◆ Source material ◆
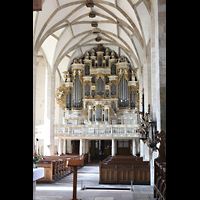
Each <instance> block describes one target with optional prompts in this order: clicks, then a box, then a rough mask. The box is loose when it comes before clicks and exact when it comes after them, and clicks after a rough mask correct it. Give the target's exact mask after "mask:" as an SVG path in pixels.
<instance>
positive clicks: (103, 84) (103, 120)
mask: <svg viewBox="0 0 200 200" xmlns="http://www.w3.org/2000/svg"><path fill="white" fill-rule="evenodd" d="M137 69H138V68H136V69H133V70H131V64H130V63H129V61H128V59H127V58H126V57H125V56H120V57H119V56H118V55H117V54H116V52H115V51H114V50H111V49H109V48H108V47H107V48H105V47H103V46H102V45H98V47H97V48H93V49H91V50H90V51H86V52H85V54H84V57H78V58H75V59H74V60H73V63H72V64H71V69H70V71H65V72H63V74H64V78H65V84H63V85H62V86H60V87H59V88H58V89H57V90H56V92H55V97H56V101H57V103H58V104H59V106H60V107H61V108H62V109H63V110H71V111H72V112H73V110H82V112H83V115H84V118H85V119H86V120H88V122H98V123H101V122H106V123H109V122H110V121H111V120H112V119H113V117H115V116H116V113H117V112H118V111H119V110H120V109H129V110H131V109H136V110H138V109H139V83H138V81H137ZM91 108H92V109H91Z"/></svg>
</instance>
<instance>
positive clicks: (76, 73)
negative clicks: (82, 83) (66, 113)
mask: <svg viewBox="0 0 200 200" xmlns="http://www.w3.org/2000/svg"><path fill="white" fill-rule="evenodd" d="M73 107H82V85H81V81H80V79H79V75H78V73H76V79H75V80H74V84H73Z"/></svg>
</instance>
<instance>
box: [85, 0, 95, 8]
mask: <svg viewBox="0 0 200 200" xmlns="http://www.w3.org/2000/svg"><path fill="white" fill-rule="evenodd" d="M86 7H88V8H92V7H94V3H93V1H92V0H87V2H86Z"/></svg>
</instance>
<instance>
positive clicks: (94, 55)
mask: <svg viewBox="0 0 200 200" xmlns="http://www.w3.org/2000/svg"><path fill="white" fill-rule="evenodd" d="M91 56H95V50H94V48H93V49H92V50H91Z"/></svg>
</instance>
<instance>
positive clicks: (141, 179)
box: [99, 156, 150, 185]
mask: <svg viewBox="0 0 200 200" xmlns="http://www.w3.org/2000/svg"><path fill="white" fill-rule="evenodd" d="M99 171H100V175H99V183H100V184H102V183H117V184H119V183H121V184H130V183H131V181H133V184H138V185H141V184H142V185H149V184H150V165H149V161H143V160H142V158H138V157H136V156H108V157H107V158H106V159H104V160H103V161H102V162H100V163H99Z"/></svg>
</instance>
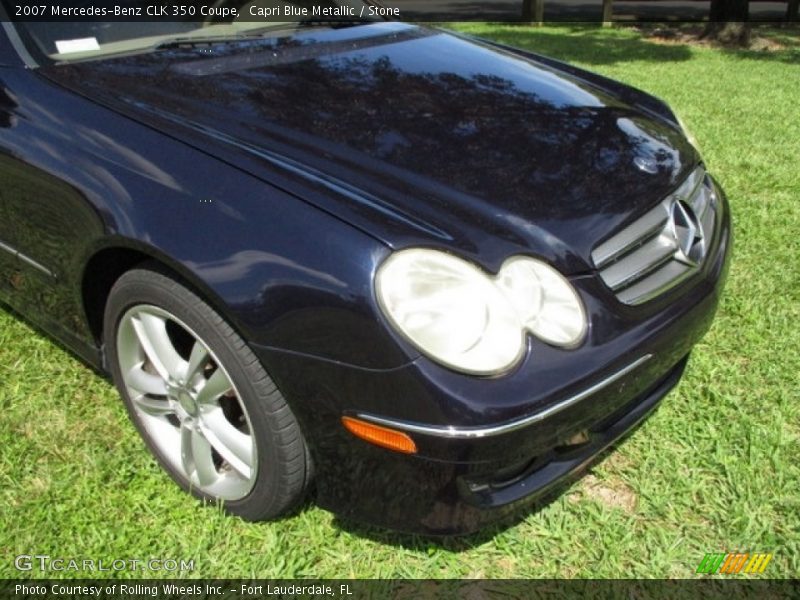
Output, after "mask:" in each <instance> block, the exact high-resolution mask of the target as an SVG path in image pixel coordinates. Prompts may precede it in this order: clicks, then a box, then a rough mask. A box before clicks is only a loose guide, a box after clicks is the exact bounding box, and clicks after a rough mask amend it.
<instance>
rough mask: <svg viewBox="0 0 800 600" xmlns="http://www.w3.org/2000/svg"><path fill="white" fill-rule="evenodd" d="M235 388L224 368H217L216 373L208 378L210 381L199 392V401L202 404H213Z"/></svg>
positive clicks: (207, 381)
* * *
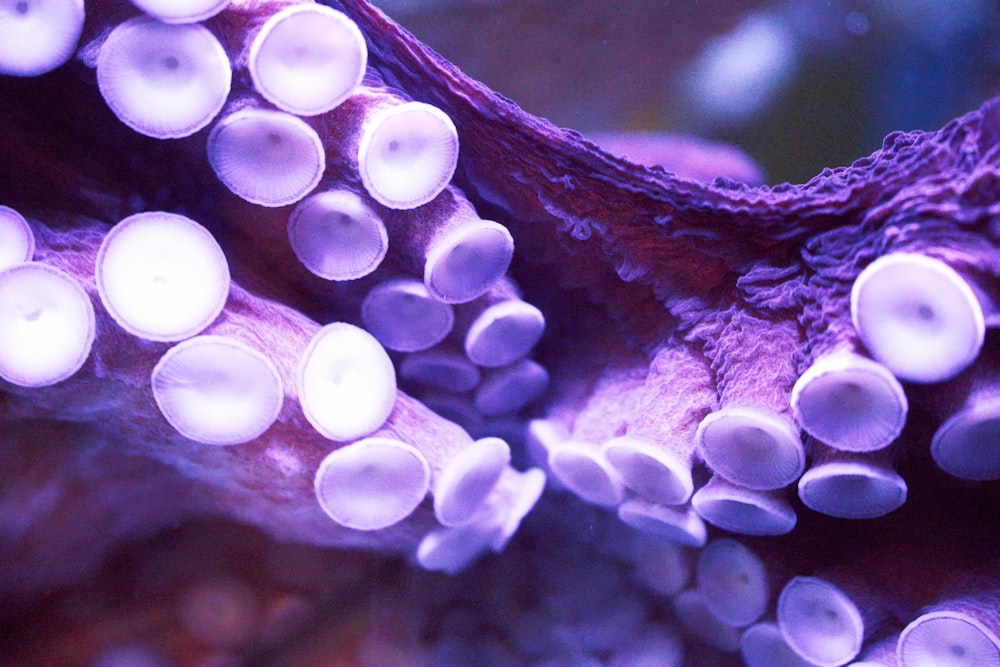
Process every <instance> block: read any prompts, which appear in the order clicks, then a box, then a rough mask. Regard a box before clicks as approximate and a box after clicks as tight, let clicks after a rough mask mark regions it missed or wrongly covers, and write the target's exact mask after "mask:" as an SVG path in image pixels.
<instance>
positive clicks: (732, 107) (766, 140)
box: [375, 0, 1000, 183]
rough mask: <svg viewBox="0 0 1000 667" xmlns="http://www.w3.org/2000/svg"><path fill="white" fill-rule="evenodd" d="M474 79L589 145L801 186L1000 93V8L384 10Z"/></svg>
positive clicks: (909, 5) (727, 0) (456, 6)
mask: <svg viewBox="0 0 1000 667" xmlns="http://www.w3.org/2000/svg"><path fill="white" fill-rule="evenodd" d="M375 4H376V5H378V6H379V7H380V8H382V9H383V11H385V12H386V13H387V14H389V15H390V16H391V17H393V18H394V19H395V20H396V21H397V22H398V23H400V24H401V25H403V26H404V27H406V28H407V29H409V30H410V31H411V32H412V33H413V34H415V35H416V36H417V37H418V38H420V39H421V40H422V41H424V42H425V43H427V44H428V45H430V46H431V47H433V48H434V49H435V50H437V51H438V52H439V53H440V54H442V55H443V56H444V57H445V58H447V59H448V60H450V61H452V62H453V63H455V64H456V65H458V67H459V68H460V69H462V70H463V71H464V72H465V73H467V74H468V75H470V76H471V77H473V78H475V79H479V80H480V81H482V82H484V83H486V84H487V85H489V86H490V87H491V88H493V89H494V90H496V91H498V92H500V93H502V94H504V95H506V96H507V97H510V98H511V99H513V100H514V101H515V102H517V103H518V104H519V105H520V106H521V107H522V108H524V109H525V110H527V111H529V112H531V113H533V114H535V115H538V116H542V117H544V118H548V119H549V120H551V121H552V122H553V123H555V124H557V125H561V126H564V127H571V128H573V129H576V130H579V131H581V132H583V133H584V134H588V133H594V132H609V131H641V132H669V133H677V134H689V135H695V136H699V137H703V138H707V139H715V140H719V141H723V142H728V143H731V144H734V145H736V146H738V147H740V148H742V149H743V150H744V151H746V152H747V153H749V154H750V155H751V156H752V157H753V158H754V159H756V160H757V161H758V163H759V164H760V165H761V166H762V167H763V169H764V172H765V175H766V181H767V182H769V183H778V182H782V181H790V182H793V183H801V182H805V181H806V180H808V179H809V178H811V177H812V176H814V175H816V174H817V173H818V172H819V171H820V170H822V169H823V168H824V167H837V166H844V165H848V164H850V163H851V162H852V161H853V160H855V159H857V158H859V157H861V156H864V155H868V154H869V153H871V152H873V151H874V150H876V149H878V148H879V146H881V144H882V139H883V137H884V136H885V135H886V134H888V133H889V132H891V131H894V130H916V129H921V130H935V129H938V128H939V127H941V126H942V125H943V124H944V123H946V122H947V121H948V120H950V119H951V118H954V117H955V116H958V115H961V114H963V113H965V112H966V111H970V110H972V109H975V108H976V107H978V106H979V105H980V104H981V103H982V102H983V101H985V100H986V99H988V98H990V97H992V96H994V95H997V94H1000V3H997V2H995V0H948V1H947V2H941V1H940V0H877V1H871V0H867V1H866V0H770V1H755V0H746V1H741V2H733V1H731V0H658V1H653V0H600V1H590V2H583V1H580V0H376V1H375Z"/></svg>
* * *
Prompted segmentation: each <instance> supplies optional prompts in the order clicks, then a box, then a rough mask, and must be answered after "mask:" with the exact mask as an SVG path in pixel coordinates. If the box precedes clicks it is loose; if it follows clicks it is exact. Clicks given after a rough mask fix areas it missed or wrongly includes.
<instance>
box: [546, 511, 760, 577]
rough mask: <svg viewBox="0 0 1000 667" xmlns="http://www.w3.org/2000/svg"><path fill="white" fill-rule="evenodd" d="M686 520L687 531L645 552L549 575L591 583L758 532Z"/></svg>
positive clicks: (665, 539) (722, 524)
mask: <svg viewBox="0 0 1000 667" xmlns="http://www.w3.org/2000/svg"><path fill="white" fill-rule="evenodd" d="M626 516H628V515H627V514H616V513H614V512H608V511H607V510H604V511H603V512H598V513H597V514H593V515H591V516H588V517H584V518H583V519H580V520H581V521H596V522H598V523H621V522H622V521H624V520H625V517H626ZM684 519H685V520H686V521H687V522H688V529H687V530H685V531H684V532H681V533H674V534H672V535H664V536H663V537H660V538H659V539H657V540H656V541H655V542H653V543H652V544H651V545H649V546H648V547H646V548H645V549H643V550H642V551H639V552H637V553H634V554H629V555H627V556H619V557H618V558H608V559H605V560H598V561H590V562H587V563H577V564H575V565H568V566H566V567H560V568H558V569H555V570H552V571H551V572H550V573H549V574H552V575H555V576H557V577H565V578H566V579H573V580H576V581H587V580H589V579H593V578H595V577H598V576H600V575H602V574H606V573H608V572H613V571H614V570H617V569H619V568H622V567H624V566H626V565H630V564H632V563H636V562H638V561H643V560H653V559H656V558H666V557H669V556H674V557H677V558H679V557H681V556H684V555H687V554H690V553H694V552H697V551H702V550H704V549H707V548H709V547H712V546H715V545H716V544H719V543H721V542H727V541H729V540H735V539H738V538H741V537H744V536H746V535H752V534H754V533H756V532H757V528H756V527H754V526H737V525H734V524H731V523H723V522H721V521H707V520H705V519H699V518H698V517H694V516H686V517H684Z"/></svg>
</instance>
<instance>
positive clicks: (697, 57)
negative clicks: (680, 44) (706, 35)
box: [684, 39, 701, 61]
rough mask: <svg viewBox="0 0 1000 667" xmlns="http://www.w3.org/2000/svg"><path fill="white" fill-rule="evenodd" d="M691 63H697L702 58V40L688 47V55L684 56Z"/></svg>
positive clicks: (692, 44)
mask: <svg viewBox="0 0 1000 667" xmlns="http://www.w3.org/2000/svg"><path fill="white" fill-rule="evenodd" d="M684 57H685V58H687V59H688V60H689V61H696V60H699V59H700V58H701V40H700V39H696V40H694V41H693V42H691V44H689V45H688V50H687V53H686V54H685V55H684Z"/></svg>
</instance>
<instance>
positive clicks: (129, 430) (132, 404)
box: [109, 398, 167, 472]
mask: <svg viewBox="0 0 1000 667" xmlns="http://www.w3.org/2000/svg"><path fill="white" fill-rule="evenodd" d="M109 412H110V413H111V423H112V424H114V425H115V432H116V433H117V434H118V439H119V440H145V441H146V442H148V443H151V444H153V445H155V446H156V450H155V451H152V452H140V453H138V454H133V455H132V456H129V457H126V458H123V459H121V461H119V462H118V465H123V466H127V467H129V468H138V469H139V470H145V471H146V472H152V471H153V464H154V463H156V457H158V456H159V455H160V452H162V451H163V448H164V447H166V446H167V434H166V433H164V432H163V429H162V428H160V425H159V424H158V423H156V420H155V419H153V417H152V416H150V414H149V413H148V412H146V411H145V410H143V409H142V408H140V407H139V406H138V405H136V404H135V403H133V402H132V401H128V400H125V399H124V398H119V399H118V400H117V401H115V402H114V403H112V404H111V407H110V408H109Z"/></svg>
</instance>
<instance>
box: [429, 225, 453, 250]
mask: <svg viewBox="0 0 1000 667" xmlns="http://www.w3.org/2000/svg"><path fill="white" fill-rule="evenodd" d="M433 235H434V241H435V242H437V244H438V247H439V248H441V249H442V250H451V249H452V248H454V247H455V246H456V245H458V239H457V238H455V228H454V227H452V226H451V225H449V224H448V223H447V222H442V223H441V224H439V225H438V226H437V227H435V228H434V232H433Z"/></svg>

◆ Prompt ◆
Transcribe the lines above between the line holding "388L224 368H217L216 373L208" and the line holding "positive clicks: (207, 381)", inclusive, exactly as they stand and with nothing added.

◆ Task output ◆
rough mask: <svg viewBox="0 0 800 600" xmlns="http://www.w3.org/2000/svg"><path fill="white" fill-rule="evenodd" d="M235 388L224 368H217L216 373L208 378L210 381L199 392V401L202 404H213Z"/></svg>
positive clicks: (207, 381)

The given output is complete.